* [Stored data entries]
Segment Open

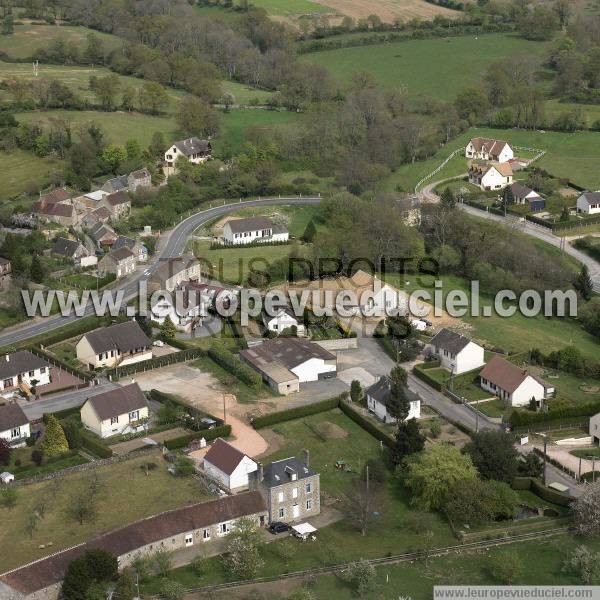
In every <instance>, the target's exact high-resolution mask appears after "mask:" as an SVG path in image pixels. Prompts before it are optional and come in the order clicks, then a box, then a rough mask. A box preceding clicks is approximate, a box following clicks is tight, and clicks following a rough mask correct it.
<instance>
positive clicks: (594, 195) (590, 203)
mask: <svg viewBox="0 0 600 600" xmlns="http://www.w3.org/2000/svg"><path fill="white" fill-rule="evenodd" d="M580 197H581V198H585V200H587V202H588V204H598V202H600V192H584V193H583V194H581V196H580Z"/></svg>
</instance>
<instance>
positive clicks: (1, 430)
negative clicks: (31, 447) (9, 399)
mask: <svg viewBox="0 0 600 600" xmlns="http://www.w3.org/2000/svg"><path fill="white" fill-rule="evenodd" d="M30 435H31V430H30V428H29V419H28V418H27V417H26V416H25V413H24V412H23V409H22V408H21V407H20V406H19V405H18V404H17V403H16V402H12V403H10V404H2V405H0V439H3V440H6V441H7V442H8V443H9V444H10V445H11V446H15V447H17V446H23V445H24V444H25V441H26V440H27V438H28V437H29V436H30Z"/></svg>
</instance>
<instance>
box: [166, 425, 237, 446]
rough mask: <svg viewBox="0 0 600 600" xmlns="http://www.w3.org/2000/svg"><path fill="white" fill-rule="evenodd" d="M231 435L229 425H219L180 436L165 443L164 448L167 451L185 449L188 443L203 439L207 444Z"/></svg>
mask: <svg viewBox="0 0 600 600" xmlns="http://www.w3.org/2000/svg"><path fill="white" fill-rule="evenodd" d="M230 435H231V425H221V426H220V427H215V428H214V429H203V430H202V431H195V432H194V433H188V434H187V435H181V436H179V437H177V438H173V439H172V440H166V441H165V447H166V448H168V449H169V450H177V449H179V448H185V447H186V446H187V445H188V444H189V443H190V442H193V441H194V440H199V439H200V438H204V439H205V440H206V441H207V442H209V441H211V440H214V439H216V438H218V437H229V436H230Z"/></svg>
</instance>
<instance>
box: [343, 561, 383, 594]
mask: <svg viewBox="0 0 600 600" xmlns="http://www.w3.org/2000/svg"><path fill="white" fill-rule="evenodd" d="M343 577H344V579H345V580H346V581H347V582H348V583H349V584H350V585H351V586H352V587H353V588H354V589H355V590H356V593H357V594H358V595H359V596H360V597H361V598H362V597H363V596H366V595H367V594H369V593H370V592H372V591H373V587H374V584H375V567H374V566H373V565H372V564H371V563H370V562H369V561H368V560H360V561H357V562H353V563H350V564H349V565H348V567H347V569H346V570H345V571H344V573H343Z"/></svg>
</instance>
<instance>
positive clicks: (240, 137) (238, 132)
mask: <svg viewBox="0 0 600 600" xmlns="http://www.w3.org/2000/svg"><path fill="white" fill-rule="evenodd" d="M297 118H298V115H297V113H293V112H287V111H276V110H264V109H245V110H244V109H232V110H230V111H229V112H228V113H226V114H224V115H223V123H222V127H221V131H220V133H219V137H218V138H217V139H215V140H214V141H213V144H212V145H213V150H214V153H215V155H216V156H219V153H220V152H221V151H222V150H223V149H224V145H225V144H227V147H228V148H229V149H230V151H232V152H233V153H234V154H237V153H239V152H240V151H241V150H242V147H243V145H244V142H245V136H244V134H245V131H246V129H247V128H248V127H249V126H250V125H257V126H269V125H273V126H280V125H285V124H286V123H290V122H292V121H294V120H295V119H297Z"/></svg>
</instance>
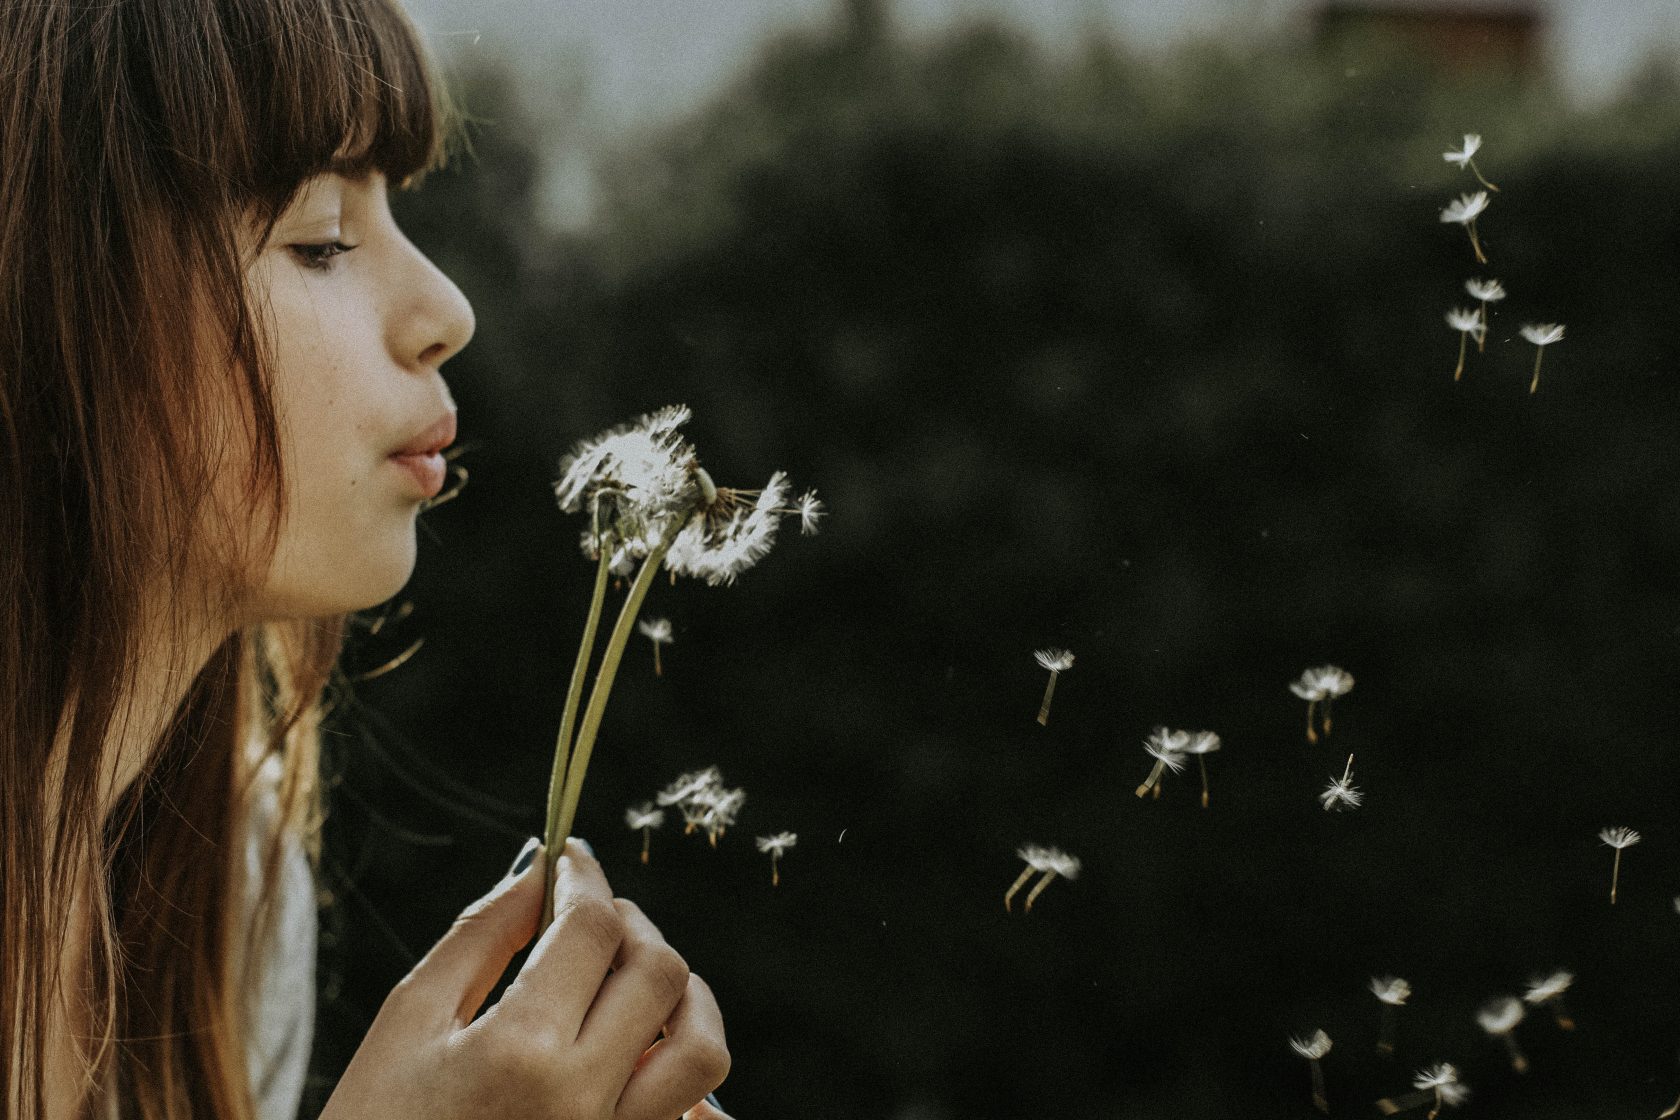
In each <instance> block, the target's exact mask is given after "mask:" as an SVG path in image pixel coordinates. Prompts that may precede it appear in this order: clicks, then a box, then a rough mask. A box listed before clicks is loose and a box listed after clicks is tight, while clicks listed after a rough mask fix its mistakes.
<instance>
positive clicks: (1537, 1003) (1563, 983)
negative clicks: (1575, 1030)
mask: <svg viewBox="0 0 1680 1120" xmlns="http://www.w3.org/2000/svg"><path fill="white" fill-rule="evenodd" d="M1571 984H1574V972H1566V971H1562V969H1559V971H1557V972H1552V974H1551V976H1537V977H1534V979H1530V981H1529V991H1525V992H1522V999H1524V1002H1527V1004H1530V1006H1534V1007H1539V1006H1541V1004H1546V1006H1547V1007H1551V1009H1552V1018H1556V1019H1557V1026H1559V1028H1562V1029H1566V1031H1572V1029H1574V1019H1572V1018H1571V1016H1569V1009H1567V1007H1564V992H1566V991H1569V986H1571Z"/></svg>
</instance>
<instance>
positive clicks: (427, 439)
mask: <svg viewBox="0 0 1680 1120" xmlns="http://www.w3.org/2000/svg"><path fill="white" fill-rule="evenodd" d="M454 442H455V413H452V411H450V413H445V415H444V416H440V418H438V420H437V421H435V423H433V425H432V427H430V428H425V430H423V432H420V433H418V435H415V437H413V438H412V440H408V443H405V445H403V447H400V448H396V450H395V452H391V453H390V462H391V463H393V465H396V467H400V468H402V470H403V472H405V474H407V475H408V477H410V479H413V482H415V485H417V487H418V490H420V494H422V495H423V497H437V495H438V492H442V489H444V479H445V475H447V474H449V468H447V465H445V463H444V455H442V452H444V448H445V447H449V445H450V443H454Z"/></svg>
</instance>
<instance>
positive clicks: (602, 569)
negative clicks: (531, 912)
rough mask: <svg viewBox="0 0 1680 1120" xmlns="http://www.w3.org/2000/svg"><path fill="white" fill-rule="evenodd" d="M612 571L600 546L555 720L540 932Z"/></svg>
mask: <svg viewBox="0 0 1680 1120" xmlns="http://www.w3.org/2000/svg"><path fill="white" fill-rule="evenodd" d="M608 568H612V549H608V547H605V544H603V546H601V563H600V564H596V568H595V593H593V596H591V598H590V618H588V621H585V623H583V643H581V645H580V646H578V660H576V662H573V665H571V685H570V687H568V688H566V709H564V712H561V717H559V735H556V739H554V769H553V771H551V772H549V777H548V813H546V814H544V828H543V910H541V913H543V920H541V929H548V920H549V915H551V913H553V910H554V861H556V860H559V845H561V843H564V840H566V833H556V831H554V824H556V823H558V819H559V798H561V793H563V791H564V788H566V767H568V764H570V761H571V730H573V727H576V724H578V705H580V702H581V700H583V678H585V677H588V670H590V653H593V652H595V631H596V630H600V625H601V606H603V604H605V601H606V576H608Z"/></svg>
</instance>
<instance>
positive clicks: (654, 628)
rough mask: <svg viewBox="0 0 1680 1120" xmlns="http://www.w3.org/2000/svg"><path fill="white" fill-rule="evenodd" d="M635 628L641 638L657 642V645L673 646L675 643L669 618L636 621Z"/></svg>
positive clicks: (651, 619)
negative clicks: (636, 628) (646, 638)
mask: <svg viewBox="0 0 1680 1120" xmlns="http://www.w3.org/2000/svg"><path fill="white" fill-rule="evenodd" d="M635 628H637V631H640V633H642V636H643V638H647V640H648V641H657V643H659V645H674V643H675V641H677V640H675V638H674V636H672V630H670V620H669V618H643V620H640V621H637V625H635Z"/></svg>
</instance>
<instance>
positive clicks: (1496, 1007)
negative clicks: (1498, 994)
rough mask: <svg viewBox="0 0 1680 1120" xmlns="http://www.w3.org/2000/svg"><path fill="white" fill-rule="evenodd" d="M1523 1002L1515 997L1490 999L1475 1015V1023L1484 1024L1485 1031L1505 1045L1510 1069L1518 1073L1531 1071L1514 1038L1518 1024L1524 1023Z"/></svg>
mask: <svg viewBox="0 0 1680 1120" xmlns="http://www.w3.org/2000/svg"><path fill="white" fill-rule="evenodd" d="M1522 1016H1524V1011H1522V1001H1520V999H1517V997H1514V996H1500V997H1499V999H1490V1001H1488V1002H1485V1004H1482V1009H1480V1011H1477V1014H1475V1021H1477V1023H1478V1024H1482V1029H1483V1031H1487V1033H1488V1034H1492V1036H1495V1038H1499V1039H1500V1041H1502V1043H1505V1049H1507V1051H1509V1053H1510V1068H1512V1070H1515V1071H1517V1073H1527V1071H1529V1060H1527V1058H1524V1056H1522V1051H1520V1049H1519V1048H1517V1039H1515V1036H1512V1031H1515V1029H1517V1024H1519V1023H1522Z"/></svg>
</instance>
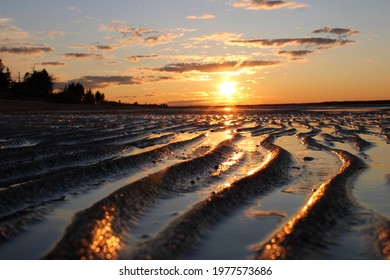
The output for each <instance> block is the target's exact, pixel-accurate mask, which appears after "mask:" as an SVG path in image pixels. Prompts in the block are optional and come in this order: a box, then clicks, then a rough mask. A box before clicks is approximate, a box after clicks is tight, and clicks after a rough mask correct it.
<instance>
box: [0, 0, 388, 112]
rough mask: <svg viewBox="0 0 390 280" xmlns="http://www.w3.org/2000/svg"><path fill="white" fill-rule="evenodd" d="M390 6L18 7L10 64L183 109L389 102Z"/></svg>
mask: <svg viewBox="0 0 390 280" xmlns="http://www.w3.org/2000/svg"><path fill="white" fill-rule="evenodd" d="M389 11H390V1H388V0H372V1H367V0H343V1H336V0H316V1H314V0H297V2H292V1H291V2H290V1H269V0H111V1H106V0H105V1H102V0H83V1H72V0H67V1H64V0H61V1H58V0H34V1H27V0H24V1H22V0H12V1H2V3H1V4H0V59H1V60H2V61H3V64H5V65H6V66H7V67H9V68H10V71H11V74H12V77H13V78H14V79H15V80H18V78H19V73H20V76H21V77H23V75H24V73H26V72H29V71H32V69H36V70H41V69H43V68H45V69H46V70H47V71H48V72H49V74H51V75H52V76H53V77H54V78H55V87H56V88H57V89H62V88H63V87H64V86H65V85H66V84H67V83H70V82H81V83H82V84H83V85H84V86H85V87H86V88H91V89H92V90H94V91H96V90H100V91H101V92H104V93H105V95H106V99H108V100H114V101H119V100H120V101H121V102H126V103H134V102H138V103H158V104H160V103H167V104H168V105H170V106H181V105H235V104H241V105H243V104H275V103H302V102H322V101H347V100H380V99H390V98H389V97H390V69H389V68H390V55H389V49H390V32H389V29H388V27H389V26H390V17H389V16H388V13H389Z"/></svg>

Segment Closed

Show the lines above that have the word "pixels".

* [EXERCISE SOLUTION]
In every <instance>, the target's exact high-resolution mask appears after "mask:" as an SVG path in image pixels. Prompts before it are optional and come in the order clicks, then a box, then a rough mask. A box preceding clicks is approximate, a box following clicks is tight, and clicks following a rough mask correct it.
The output for each <instance> block is the target's exact, pixel-accurate mask, which appears after "mask:" as an SVG path in image pixels. Prompts in the block are optional and come in this order: a box, then clicks, then a rough mask. A box before clicks is approximate, a box after clicks is tight, and clicks after a rough mask correct it.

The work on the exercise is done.